## Problem to work on
Reproduce all of the material below verbatim, leaving the pictures out of your answer.

## Rows

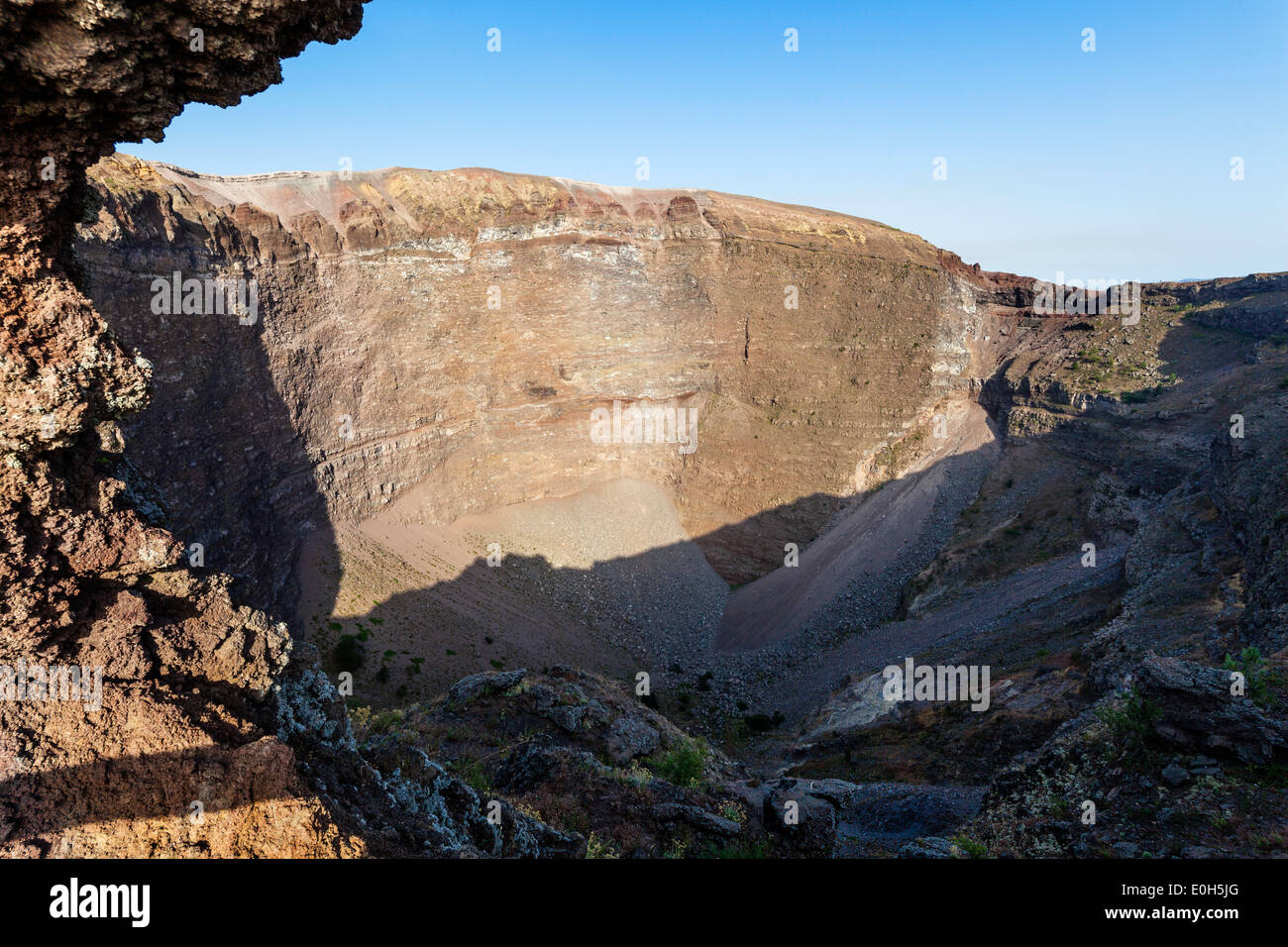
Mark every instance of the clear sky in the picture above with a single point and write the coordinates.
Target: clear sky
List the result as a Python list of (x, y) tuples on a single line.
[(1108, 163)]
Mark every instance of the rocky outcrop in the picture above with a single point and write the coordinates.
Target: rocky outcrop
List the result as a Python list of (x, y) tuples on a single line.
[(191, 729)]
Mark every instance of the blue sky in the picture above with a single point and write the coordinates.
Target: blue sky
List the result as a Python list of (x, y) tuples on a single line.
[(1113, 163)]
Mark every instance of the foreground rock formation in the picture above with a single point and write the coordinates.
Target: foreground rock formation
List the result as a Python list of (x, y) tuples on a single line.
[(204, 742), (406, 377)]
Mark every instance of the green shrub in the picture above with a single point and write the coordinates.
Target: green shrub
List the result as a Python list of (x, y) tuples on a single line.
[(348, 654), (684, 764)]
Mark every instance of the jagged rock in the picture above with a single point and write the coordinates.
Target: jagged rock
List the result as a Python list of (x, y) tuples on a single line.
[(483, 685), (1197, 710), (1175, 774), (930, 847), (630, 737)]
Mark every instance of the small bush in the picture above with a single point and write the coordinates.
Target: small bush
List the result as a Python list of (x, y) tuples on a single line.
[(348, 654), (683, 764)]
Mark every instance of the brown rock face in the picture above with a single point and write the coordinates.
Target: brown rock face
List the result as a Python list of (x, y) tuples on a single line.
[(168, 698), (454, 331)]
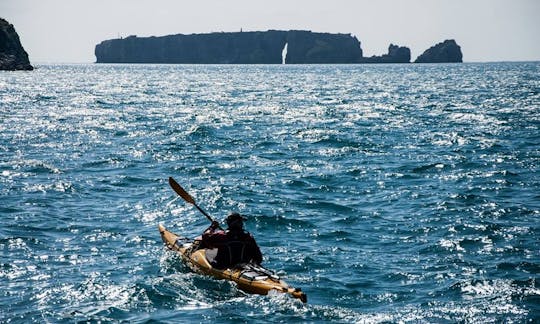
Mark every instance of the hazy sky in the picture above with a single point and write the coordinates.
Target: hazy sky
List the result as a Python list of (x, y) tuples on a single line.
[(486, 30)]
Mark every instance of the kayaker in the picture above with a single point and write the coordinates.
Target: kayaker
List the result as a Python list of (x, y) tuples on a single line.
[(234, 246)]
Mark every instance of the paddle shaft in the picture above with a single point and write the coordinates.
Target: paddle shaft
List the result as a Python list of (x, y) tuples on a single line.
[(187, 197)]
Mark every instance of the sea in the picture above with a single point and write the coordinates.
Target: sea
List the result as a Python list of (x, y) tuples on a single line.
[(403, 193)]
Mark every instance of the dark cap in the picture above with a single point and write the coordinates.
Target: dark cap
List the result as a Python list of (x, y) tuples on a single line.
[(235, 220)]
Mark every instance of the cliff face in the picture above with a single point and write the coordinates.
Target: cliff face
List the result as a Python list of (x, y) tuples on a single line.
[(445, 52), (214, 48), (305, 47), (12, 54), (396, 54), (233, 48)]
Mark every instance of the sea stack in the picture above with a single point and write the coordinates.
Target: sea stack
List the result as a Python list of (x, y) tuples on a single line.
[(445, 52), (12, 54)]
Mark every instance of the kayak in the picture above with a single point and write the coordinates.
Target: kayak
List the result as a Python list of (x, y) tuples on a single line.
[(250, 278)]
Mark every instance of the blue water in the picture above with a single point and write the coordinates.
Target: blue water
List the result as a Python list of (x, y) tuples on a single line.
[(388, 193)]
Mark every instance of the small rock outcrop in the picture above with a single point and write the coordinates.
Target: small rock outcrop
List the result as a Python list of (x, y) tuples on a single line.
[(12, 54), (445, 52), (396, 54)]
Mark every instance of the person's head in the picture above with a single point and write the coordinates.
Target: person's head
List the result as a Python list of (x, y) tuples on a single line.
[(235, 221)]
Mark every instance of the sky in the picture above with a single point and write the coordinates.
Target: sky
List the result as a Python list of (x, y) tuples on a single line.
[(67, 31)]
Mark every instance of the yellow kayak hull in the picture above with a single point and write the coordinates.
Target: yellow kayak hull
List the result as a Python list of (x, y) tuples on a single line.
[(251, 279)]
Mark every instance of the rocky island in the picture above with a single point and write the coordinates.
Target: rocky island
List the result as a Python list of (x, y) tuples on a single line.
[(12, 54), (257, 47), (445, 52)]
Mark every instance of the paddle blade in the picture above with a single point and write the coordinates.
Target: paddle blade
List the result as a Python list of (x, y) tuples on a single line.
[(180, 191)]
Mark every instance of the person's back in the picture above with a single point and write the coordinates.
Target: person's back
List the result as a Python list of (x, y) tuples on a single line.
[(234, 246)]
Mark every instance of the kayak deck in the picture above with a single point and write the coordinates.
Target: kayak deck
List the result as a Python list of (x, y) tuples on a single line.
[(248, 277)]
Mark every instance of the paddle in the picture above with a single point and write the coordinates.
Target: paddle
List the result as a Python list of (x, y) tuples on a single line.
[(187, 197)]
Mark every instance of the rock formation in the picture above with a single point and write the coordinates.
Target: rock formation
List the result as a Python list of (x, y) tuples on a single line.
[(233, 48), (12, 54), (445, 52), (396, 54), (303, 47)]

## Full response
Mark every instance of the clear sky in the picture above with a single point and write the coordinates.
Target: clear sky
List the result as a Python list of (x, y) tuples on a single line.
[(1108, 163)]
Mark every instance of the rocky outcrop in the picture above with a single point and write the coordinates.
Target: rocky outcrop
List the result as a Python list of (x, y) tuples on a single line.
[(191, 729)]
Mark every instance of the blue sky in the picture above with a single point and write the coordinates.
Target: blue sky
List the result as a Python list of (x, y) tuples on a single line.
[(1113, 163)]
Mark every instance of the foreground rock formation in the picture above with a single point and write the coordinates.
Target: foreground rock formation
List the result as a Python list of (x, y) tuples on a single line.
[(204, 742), (406, 377)]
Mark every instance of the green shrub in the picture above with a single point and write the coordinates.
Target: green shrub
List the result as a Python list of (x, y) tuples on a single line.
[(348, 654), (684, 764)]
Mark every instance of the jagged rock in the picture above with a single point and write the coordinates.
Target: jagged rock
List the result as a Python list of (x, y) tuples on a single line.
[(483, 685), (1197, 710), (1175, 774), (930, 847), (630, 737)]
Mark every instance of the small bush in the picture above with a single point and write the coordinates.
Target: small bush
List the result as a Python list of (x, y) tuples on a single line.
[(348, 654), (683, 764)]
Mark every instance of the brown rock face in the picture above with a single point and write the coordinates.
Target: brown rock face
List the result as a Python list of (x, y) tuples on a single line.
[(168, 698), (454, 331)]
Mark every instance of the hazy sky in the picture above with a single point and write the coordinates.
Target: hazy sky
List the result as a Python list of (x, y) tuples on a single line.
[(486, 30)]
Mark every instance of the kayaker in the picture above with a single point and write the coordinates.
Target: kayaker
List the result as a Python list of (x, y) tuples on a single line.
[(234, 246)]
Mark every instance of the paddle shaft in the picture above with a single point and write the coordinates.
Target: paddle shaft
List the result as a Python list of (x, y) tuples on a single line.
[(187, 197)]
Mark every instance of the sea in the picture above with a single point and write the coordinates.
Target: sea
List the result as a Python list of (x, y) tuples on a single line.
[(403, 193)]
Mark every instance of the dark cap in the picture above with a single point and write the coordinates.
Target: dark cap
List the result as a Python list of (x, y) tuples on a single line.
[(235, 220)]
Mark every instance of the cliff face in the picture above with a single point and write the coordinates.
Target: cliff face
List the result as a Python list of (x, y) tuples on a single line.
[(445, 52), (214, 48), (305, 47), (12, 54), (396, 54), (233, 48)]
Mark every instance of the sea stack in the picture above with a single point and write the coordinates.
Target: sea stack
List the result as a Python list of (x, y) tuples on a single line.
[(445, 52), (12, 54)]
Mark every instance of the kayak in the picture above with a single point and write the coordinates.
Target: kayak
List the result as a Python list of (x, y) tuples on a single line.
[(250, 278)]
Mark every instance of the blue water in the picture above with a single point and write the coordinates.
Target: blue water
List the result as a Python list of (x, y) tuples on a single line.
[(388, 193)]
Mark every instance of the small rock outcrop in the picture above with a single point and write the coordinates.
Target: small rock outcrop
List the result as a Python list of (x, y) tuples on a single line.
[(12, 54), (445, 52), (396, 54)]
Mark every instance of the person's head in the picture above with a single point and write the coordinates.
Target: person's head
List the result as a Python list of (x, y) tuples on a single line.
[(235, 221)]
Mark every instance of the sky in the picture above with a single point and write the coordinates.
Target: sky
List the result as a Python list of (x, y) tuples on a single line.
[(67, 31)]
Mark every instance of the yellow kayak hull in the picture above with a single point and write the coordinates.
Target: yellow kayak hull
List the result as a Python list of (x, y) tuples on a single line.
[(251, 279)]
Mark every instance of the rocky island in the picture above with a single point and write the coordinates.
Target: rocky island
List the result as a Python list of (x, y) tuples on a single line.
[(12, 54), (257, 47), (445, 52)]
Mark every instance of the paddle blade in the picture above with a single point and write the coordinates.
Target: paddle blade
List the result as a Python list of (x, y) tuples on a single line.
[(180, 191)]
Mark every instance of the person's back in the picture above with a single point and write the coordinates.
Target: person's back
List the result as a Python list of (x, y) tuples on a single line.
[(234, 246)]
Mark every instance of the kayak deck in the picture above with a single point and write the coordinates.
Target: kayak deck
List the result as a Python list of (x, y) tuples on a single line.
[(248, 277)]
Mark every instance of the paddle in the picture above with a single point and write the coordinates.
Target: paddle
List the result as a Python list of (x, y) tuples on a single line.
[(187, 197)]
Mark every instance of the rock formation in the picture above with a single point and write the coordinates.
Target: rock formation
List the result as a Python list of (x, y) tuples on a single line.
[(233, 48), (12, 54), (445, 52), (396, 54), (303, 47)]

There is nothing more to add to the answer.